EXCERPTED PASSAGE.

+--

Reducing inequalities in South Africa
Progress on equality thwarted by slow growth and success of top earners
South Africa has the highest rate of measured inequality in the world. Often thought to be a legacy of the apartheid system, inequality in South Africa has stubbornly persisted.
South Africa’s position as highest inequality country in the world has not changed
Progressive taxation and social transfers help to offset existing inequalities, but they cannot solve inequality alone
Policies that target earnings inequalities and expand employment opportunities are a crucial part of any solution to inequality
The main earnings inequality in the South African labour market is between top incomes and everyone else
Other important inequalities are those between men and women, whites and blacks, and college-educated versus non-college educated.
Inequalities in wealth, assets and income from capital underpin the persistence of these income inequalitie
South Africa’s Gini coefficient for household income per capita was only reduced from 0.68 to 0.66 between 1993–2014.
The key to overcoming inequality is equalizing workers’ wages and salaries
The expansion of social grants has had a strong equalizing effect in the country, but this effect has been offset by the much bigger role that earnings inequality plays. Inequality in labour income has by far the largest effect on aggregate inequality. Despite an increase in average earnings over 1993–2014, and even a major increase in the share of households earning income from labour (60.5% to 72.6%), inequality in household labour market income remained stuck at the very high Gini of 0.73. The conclusion must be that the most impactful way to redress inequality is to address inequality of earnings from labour.

+--

DATASET.
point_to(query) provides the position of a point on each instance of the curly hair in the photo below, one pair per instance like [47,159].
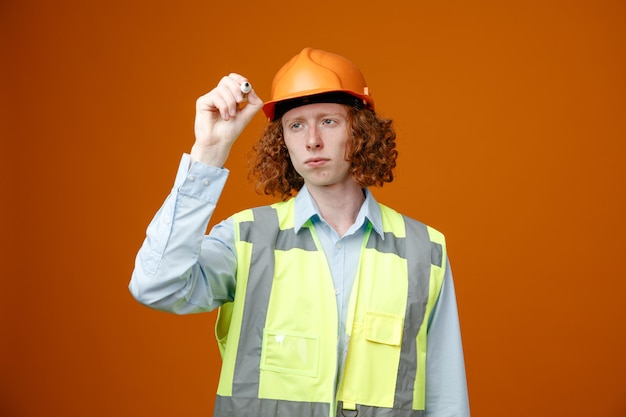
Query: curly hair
[370,150]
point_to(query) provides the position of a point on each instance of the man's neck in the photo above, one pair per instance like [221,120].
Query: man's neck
[339,206]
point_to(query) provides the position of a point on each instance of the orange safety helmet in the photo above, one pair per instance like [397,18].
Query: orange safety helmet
[316,72]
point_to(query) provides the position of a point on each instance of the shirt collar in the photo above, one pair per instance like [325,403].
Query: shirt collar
[306,209]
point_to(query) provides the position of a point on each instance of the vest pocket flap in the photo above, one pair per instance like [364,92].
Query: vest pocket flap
[383,328]
[290,352]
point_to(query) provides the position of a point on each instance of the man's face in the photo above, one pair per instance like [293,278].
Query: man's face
[316,137]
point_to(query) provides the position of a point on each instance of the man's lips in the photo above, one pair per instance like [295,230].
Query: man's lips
[316,161]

+--

EXERCISE INSTRUCTIONS.
A. According to the text on inequality in South Africa, how did the share of households earning income from labour change over 1993–2014?
B. In the text on inequality in South Africa, swap "earnings" for "wage" and write out everything from "Reducing inequalities in" down to "versus non-college educated.".
The data above are not required for any of the work here.

WORKED SOLUTIONS.
A. It rose from 60.5% to 72.6%.

B.
Reducing inequalities in South Africa
Progress on equality thwarted by slow growth and success of top earners
South Africa has the highest rate of measured inequality in the world. Often thought to be a legacy of the apartheid system, inequality in South Africa has stubbornly persisted.
South Africa’s position as highest inequality country in the world has not changed
Progressive taxation and social transfers help to offset existing inequalities, but they cannot solve inequality alone
Policies that target wage inequalities and expand employment opportunities are a crucial part of any solution to inequality
The main wage inequality in the South African labour market is between top incomes and everyone else
Other important inequalities are those between men and women, whites and blacks, and college-educated versus non-college educated.